> _Document segment_:
>>>>

What are some after chamber checks and proceedures you do?

Jerry,

Get a watch makers loupe. 4X gets you a 2 1/2" focal length and works fine for 308 length cases and shorter. It takes 10 seconds to inspect for concentricity and finish. See link below. 3X works for long magnums. I wouldn't be without them. you can easily see a few tenths runout.

www.ofrei.com/page354.html


Thanks Dave. I have Bausch & Lomb jewelers loupes all the way up to the 8/18x that I use so see detail with. After your suggestion to use this to inspect the ramps I tried a 2x. (I do have the 2x, a 4/7 and the 8/18x). With my poor detail eyesight I still can't tell much with the 4x though. The borescope lets me tell from an "above" view of the ramp length.

With a "from ground level" view with a loupe I could probably see well enough to inspect a non-benchrest chambering for irregularities.

Looking from above I can see about 0.050" (not exact, no, I didn't calculate this) whereas from the ground level there is only about (0.243-0.237 / 2) surface to view. Plus I want to see what my ramp finished surfaces look like.

<<<<

> _Record extracts_:
>>>>

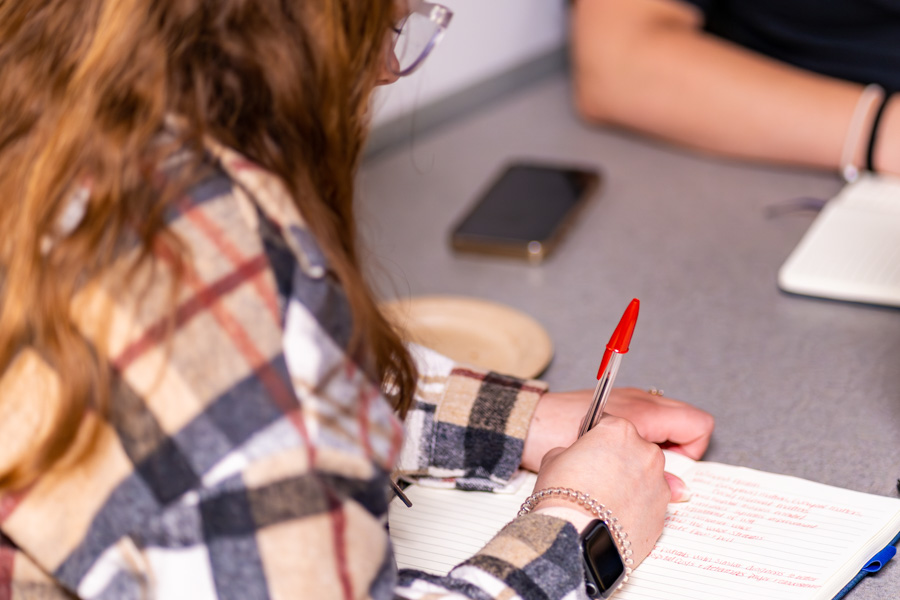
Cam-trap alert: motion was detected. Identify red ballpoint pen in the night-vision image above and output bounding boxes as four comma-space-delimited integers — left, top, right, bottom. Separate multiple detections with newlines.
578, 298, 641, 437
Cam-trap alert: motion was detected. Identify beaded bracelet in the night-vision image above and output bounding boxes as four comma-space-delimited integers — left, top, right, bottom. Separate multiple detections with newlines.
518, 488, 634, 589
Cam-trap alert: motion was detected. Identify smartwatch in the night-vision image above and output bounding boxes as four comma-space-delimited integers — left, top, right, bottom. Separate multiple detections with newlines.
581, 519, 626, 598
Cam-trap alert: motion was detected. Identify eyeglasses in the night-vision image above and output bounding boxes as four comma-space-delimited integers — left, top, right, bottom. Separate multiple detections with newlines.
387, 0, 453, 77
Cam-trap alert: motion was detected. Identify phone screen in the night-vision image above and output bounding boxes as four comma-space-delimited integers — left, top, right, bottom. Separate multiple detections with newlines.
452, 164, 599, 259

<<<<

> _Problem statement_: Carry on the forum discussion about inspecting a rifle chamber after its last sentence. The data were taken from a source unrelated to the text.

> _Answer to the task_:
Much thanks for this suggestion though. I'm sure it will be useful to many who do their on chambering or want to inspect a barrel that does not have the action attached.

I notice the B&L site doesn't list my 4/7 or 8/18 now???

http://www.bausch.com/en/Our-Products/Low-Vision-Product/Professional-Magnifiers/Watchmakers-Loupes
 
Jerry,

Try a 4X or 5X on PPC length chambers. Details will jump out at you. Depending on chamber length and caliber I can see the ramp. I also keep a close watch on my reamer. Any sign of wear and it's off to be sharpened before the cutting edge breaks down to far. The reason I like these loupes better than a bore scope is depth perception. Depth perception takes shadows and you don't get that with a 90 degree borescope except on the edges. That's where the loupe and focusing on the freebore works well. I had a borescope I got from Bill Gephardt years ago that had the light out front. Best I've ever used. I sent it off to have a camera fitted to it and UPS destroyed it on the return trip. Sad day.

One thing will agree on is if the barrel is set up correctly it's difficult to screw up the chamber.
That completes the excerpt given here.